High court to review curb on mail order sales taxes Justices sidestep abortion clinic case

October 08, 1991|By Lyle Denniston | Lyle Denniston,Washington Bureau of The SunWashington Bureau of The Sun

WASHINGTON — The Sun reported on Oct. 8 that Maryland did not now have a state law that would permit it to tax sales of goods to Marylanders by mail-order companies, if the Supreme Court in a pending case rules that states may impose such taxes. The state does have a law on taxation of "out-of-state vendors" selling in the state, although there is a dispute over how far it reaches. Some mail-order companies argue that it applies only to vendors with facilities or personnel in Maryland. The state comptroller's office argues that the law, not yet tested in court, is broad enough to reach all mail-order companies selling in Maryland.

The Sun regrets any misimpression the article may have created.

WASHINGTON -- Americans who do some of their shopping by mail or long-distance telephone -- a huge bloc of consumers numbering about 98 million -- have a $2 billion stake in a case the Supreme Court agreed to hear yesterday.

In a brief order, the court indicated that it will reconsider a 24-year-old decision insulating catalog and telemarketing sales from sales tax collections on out-of-state sales, a decision that states say is costing them more than $2.2 billion a year in lost revenues.

FOR THE RECORD - CORRECTION

About 54 percent of American consumers buy goods from catalogs or through telemarketing and other long-distance selling methods.

They spend more than $185 billion a year on those purchases, about 15 percent of all sales nationwide.

About 35 states have laws that will permit collection of the taxes if the Supreme Court changes its mind.

States without such laws, including Maryland, might be expected to impose similar taxes.

The justices stepped into the tax fight -- one they have tried to stay out of in recent years -- on the opening day of their new term. The North Dakota Supreme Court had all but dared the court to get involved when it declared in May that the justices would no longer follow their 1967 ruling.

But, in one of their other major actions on the opening day of the term, the justices avoided getting more deeply involved in the evenmore heated controversy over blockades of abortion clinics.

By bypassing a new case from Atlanta, the court appeared to be leaving state judges with broad power to protect pregnant women who try to get into or out of clinics that are blockaded by anti-abortion groups such as Operation Rescue.
+ + + + + + +
TASK: Decide whether each statement agrees with the article on mail-order sales taxes, answering yes or no and quoting the words from the article that settle it. 1. About 54 percent of American consumers buy goods from catalogs or through telemarketing. 2. In May, the North Dakota Supreme Court declared that the justices would keep following their 1967 ruling. 3. The Supreme Court agreed to hear a new abortion clinic case from Atlanta. The rows after this have nothing to do with the article on mail-order sales taxes.

[Stored entries]
+ + + + + + +
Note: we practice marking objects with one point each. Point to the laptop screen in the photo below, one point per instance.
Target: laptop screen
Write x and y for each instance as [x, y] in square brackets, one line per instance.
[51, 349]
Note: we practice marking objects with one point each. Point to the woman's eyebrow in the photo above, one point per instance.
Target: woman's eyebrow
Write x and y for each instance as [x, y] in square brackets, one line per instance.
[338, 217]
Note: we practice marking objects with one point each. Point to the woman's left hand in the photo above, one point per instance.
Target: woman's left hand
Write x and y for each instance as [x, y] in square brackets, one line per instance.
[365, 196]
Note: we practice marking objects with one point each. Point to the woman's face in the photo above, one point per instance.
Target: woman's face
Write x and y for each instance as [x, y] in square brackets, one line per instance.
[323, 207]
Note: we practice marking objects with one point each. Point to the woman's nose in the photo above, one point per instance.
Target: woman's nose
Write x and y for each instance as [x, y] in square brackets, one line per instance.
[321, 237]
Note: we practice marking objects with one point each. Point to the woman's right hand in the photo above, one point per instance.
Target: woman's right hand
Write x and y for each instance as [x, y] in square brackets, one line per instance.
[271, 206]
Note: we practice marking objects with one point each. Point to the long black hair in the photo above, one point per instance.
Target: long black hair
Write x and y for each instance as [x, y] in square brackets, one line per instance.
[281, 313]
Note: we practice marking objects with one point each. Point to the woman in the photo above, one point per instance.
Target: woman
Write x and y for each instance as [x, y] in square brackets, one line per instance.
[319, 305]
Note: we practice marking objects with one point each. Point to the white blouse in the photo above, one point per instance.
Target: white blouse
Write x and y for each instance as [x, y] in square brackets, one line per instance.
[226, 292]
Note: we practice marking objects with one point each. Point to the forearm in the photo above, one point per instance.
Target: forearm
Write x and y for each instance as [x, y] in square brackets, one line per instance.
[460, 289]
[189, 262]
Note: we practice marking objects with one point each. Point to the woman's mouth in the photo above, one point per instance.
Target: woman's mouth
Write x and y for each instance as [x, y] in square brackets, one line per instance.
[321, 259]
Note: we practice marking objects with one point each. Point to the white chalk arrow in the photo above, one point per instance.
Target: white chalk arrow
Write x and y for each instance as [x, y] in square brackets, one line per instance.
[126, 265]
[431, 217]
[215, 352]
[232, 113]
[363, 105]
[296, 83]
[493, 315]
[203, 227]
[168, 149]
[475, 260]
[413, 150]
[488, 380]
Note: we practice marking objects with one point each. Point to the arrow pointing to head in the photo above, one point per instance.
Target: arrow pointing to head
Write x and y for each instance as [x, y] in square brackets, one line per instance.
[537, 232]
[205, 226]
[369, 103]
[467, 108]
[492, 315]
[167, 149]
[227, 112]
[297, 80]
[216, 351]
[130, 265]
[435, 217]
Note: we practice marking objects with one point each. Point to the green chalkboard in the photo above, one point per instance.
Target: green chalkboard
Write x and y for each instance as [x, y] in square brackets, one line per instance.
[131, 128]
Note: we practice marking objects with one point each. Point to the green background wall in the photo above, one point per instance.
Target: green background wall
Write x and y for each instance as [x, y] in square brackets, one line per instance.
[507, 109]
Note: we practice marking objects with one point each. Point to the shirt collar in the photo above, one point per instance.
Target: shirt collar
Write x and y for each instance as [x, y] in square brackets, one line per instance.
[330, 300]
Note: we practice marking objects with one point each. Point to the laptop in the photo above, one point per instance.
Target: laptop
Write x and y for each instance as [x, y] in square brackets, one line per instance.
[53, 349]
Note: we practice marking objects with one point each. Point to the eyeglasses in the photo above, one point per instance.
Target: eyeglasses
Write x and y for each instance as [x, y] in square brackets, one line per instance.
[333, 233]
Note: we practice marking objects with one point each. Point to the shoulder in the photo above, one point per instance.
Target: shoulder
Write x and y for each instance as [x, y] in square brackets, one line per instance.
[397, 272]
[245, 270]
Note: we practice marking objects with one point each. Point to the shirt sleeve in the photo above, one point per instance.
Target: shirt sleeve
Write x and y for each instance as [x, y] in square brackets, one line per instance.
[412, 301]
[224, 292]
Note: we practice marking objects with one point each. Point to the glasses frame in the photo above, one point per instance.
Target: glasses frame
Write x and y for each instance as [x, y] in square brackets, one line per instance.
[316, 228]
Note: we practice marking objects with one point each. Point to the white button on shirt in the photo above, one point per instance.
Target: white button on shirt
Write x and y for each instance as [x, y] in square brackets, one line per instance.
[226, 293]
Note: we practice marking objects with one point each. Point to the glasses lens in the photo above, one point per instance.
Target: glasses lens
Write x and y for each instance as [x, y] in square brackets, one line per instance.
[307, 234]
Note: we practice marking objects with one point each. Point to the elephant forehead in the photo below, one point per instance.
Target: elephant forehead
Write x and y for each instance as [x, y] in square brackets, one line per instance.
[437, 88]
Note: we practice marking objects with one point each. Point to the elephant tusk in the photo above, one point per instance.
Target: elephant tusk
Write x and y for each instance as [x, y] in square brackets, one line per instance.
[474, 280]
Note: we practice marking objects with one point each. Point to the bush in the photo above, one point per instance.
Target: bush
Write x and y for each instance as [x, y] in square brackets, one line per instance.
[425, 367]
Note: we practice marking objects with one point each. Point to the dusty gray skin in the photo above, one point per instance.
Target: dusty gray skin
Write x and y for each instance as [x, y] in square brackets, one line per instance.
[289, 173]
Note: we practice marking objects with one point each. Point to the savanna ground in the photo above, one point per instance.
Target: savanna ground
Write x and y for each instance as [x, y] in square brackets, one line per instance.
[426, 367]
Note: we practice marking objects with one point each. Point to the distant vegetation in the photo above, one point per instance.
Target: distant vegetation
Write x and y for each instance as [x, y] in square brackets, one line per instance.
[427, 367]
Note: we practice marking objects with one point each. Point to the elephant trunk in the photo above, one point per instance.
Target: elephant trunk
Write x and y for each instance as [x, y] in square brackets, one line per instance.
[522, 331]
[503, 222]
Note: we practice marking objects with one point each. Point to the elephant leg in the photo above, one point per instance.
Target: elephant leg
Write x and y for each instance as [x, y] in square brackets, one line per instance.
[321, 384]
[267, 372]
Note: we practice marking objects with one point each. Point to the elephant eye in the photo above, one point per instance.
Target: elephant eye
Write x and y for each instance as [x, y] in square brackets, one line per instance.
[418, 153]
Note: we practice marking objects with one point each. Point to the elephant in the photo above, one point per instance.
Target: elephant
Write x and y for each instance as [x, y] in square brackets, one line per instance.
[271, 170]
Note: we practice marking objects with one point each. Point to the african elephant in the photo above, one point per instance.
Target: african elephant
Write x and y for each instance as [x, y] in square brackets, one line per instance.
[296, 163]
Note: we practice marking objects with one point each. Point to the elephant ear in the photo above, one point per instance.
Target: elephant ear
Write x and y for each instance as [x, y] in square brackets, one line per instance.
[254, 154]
+ + + + + + +
FINISHED EXERCISE:
1. Yes: "About 54 percent of American consumers buy goods from catalogs or through telemarketing and other long-distance selling methods."
2. No: "declared in May that the justices would no longer follow their 1967 ruling."
3. No: "By bypassing a new case from Atlanta"